TEXT PROVIDED |
In early 1971, I wasn’t yet 16, but my good friend Ben had just earned his driver’s license, so I would ride shotgun and locate tunes on the AM radio stations. Among the songs that came up during those times was a lovely, poignant ballad called “If You Could Read My Mind.” The song ached of lost love and regret, told with wonderfully descriptive language and metaphors: “If I could read your mind, love, what a tale your thoughts could tell, /Just like a paperback novel, the kind the drugstores sell, /When you reach the part where the heartaches come, the hero would be me, but heroes often fail, /And you won’t read that book again
because the ending’s just too hard to take…”

This was my introduction to the musical talents of Gordon Lightfoot and, within a week, I bought the album it came from, “Sit Down Young Stranger,” a pleasing mix of original folk and country tunes played and sung impeccably by Lightfoot with his gifted accompanists (Red Shea on guitar and Rick Haynes on bass). With warm melodies like “Approaching Lavender” and “Minstrel of the Dawn” and a gentle reading of Kris Kristofferson’s “Me and Bobby Magee” (before Janis’s version made it her own), the album became glued to my turntable, at least until a newer LP, “Summer Side of Life,” was released a couple months later.

STATED PROBLEM |
In the passage about discovering Gordon Lightfoot, who played bass on the album "Sit Down Young Stranger"?

SOURCE MATERIAL |
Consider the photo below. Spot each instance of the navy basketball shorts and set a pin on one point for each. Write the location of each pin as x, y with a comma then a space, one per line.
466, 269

FINISHED ANSWER |
Rick Haynes